── EXCERPTED DATA

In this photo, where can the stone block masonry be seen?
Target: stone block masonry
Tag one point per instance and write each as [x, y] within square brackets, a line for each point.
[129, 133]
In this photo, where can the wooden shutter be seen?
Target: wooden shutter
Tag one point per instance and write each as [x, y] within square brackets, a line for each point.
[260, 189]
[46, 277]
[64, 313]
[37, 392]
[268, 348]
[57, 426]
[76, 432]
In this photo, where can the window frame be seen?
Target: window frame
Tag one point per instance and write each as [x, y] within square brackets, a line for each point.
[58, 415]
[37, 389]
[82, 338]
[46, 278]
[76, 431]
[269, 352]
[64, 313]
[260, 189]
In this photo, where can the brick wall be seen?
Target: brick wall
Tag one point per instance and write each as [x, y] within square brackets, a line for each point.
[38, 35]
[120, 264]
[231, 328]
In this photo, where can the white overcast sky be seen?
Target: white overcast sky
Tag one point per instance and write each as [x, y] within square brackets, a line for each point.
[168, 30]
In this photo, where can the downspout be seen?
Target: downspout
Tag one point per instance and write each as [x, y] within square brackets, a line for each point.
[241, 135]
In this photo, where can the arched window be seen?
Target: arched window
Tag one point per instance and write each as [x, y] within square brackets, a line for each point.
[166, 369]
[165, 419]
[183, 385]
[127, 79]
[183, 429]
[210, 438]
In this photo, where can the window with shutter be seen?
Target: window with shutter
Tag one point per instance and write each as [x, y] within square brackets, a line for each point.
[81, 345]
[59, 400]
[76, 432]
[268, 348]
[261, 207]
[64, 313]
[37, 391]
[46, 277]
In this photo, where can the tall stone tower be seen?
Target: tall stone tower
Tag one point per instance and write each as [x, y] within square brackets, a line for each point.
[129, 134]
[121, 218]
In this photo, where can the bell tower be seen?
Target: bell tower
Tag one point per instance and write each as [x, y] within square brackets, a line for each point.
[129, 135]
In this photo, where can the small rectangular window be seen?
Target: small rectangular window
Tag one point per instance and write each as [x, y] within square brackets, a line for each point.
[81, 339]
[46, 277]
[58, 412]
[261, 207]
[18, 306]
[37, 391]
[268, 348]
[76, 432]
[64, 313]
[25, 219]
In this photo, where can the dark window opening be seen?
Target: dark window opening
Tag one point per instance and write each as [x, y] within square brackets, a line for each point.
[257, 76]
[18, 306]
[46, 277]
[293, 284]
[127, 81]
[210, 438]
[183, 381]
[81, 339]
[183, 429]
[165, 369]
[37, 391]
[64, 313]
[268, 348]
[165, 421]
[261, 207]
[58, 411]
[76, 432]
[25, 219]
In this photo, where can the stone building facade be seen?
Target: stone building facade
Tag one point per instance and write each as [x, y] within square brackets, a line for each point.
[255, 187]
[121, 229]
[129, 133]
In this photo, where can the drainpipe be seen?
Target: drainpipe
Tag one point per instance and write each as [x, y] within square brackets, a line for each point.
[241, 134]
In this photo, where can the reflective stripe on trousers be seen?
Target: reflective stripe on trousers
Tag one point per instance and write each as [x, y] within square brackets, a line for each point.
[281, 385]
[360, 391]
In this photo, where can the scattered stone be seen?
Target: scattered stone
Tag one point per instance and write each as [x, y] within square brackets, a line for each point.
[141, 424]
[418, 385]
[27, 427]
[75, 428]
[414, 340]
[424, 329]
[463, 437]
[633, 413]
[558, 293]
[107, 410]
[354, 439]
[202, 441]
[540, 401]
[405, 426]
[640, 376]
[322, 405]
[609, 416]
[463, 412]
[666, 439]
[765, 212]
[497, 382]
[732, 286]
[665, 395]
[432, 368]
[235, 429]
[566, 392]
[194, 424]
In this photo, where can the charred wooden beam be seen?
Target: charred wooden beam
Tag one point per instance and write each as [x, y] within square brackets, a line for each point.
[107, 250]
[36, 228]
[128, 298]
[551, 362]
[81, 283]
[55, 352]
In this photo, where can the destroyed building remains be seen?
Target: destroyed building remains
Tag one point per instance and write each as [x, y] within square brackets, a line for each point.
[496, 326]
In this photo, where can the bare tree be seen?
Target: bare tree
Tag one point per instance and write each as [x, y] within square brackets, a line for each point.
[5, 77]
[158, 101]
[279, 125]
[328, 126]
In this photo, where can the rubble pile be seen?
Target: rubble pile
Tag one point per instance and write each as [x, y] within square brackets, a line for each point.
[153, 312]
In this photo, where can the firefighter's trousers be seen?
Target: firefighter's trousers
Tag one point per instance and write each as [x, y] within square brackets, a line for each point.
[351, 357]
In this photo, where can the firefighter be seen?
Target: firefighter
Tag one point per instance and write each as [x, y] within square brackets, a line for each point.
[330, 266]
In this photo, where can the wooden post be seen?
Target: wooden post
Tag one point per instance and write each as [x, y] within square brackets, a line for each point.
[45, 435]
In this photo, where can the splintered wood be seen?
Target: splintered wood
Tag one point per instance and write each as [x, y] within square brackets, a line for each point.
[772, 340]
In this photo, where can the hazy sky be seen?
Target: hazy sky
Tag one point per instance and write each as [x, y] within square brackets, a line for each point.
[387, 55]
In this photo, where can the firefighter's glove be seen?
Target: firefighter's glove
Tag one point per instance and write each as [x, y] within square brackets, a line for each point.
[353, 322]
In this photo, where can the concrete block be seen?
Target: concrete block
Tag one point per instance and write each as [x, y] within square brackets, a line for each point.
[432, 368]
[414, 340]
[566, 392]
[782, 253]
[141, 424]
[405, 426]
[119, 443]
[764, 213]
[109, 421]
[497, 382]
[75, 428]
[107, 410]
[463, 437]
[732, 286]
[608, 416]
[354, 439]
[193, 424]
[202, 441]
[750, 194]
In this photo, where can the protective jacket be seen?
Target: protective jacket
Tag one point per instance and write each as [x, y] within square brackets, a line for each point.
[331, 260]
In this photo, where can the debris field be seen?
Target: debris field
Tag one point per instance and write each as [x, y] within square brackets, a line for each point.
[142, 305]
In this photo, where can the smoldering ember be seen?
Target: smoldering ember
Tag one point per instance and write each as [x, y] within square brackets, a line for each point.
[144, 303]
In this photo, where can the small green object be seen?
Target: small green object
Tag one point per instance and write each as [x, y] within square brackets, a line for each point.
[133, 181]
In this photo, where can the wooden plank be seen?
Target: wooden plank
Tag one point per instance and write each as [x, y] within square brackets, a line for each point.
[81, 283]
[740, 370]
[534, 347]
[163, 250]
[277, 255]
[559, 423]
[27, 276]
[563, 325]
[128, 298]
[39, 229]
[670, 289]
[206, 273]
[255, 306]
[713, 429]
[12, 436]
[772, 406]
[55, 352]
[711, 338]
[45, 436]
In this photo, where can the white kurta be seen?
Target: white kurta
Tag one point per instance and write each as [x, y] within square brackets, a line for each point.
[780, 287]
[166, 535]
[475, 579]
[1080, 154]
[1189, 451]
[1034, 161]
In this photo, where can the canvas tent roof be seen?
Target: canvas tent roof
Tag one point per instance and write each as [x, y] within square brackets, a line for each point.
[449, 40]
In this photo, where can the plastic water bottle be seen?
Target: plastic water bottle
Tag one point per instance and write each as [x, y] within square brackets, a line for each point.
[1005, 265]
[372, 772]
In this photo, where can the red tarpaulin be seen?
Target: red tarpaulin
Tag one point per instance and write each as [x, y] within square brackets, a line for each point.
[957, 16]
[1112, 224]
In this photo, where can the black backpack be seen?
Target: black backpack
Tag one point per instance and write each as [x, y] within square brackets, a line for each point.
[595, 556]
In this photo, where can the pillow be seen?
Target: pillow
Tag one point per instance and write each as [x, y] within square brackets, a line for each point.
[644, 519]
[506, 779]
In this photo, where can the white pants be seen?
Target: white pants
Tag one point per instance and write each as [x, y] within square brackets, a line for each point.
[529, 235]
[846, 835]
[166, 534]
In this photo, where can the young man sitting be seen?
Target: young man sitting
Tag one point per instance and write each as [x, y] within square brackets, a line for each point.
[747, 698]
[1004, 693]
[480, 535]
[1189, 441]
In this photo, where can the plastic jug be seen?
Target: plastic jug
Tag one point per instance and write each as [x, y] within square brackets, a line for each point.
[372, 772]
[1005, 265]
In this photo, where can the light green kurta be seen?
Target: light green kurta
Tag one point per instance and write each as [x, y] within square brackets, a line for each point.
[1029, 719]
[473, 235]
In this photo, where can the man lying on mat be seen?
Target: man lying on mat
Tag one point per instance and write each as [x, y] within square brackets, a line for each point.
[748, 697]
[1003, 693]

────

WORK ITEM - Each line above from the one with "In this photo, where can the firefighter's trousers" up to and including the one with "Target: concrete block" must be set down exactly, and no line outside that span may appear.

ANSWER BELOW -
In this photo, where can the firefighter's trousers be seen?
Target: firefighter's trousers
Tag one point per instance and write each as [x, y] within square brackets, a line for each point.
[351, 357]
In this photo, where can the firefighter be seen?
Target: firefighter
Tag one point per instance and write each as [x, y] within square brackets, a line for each point.
[330, 266]
In this photo, where can the wooden post be seen?
Target: wooden post
Tag one point per instance and write each as [x, y] within square brackets, a line for each point.
[45, 435]
In this photo, where can the splintered wood be seen?
Target: splintered wood
Tag one point per instance and write each as [x, y] within square brackets, a line for each point.
[772, 340]
In this photo, where can the hazy sky be seen?
Target: hazy sky
Tag one point per instance and write each as [x, y] within square brackets, a line for each point.
[387, 55]
In this photo, where can the firefighter's glove be seen?
Target: firefighter's glove
Tag one point per instance and write each as [x, y] within square brackets, a line for each point.
[353, 322]
In this photo, where can the concrete block be seen?
Target: concrete block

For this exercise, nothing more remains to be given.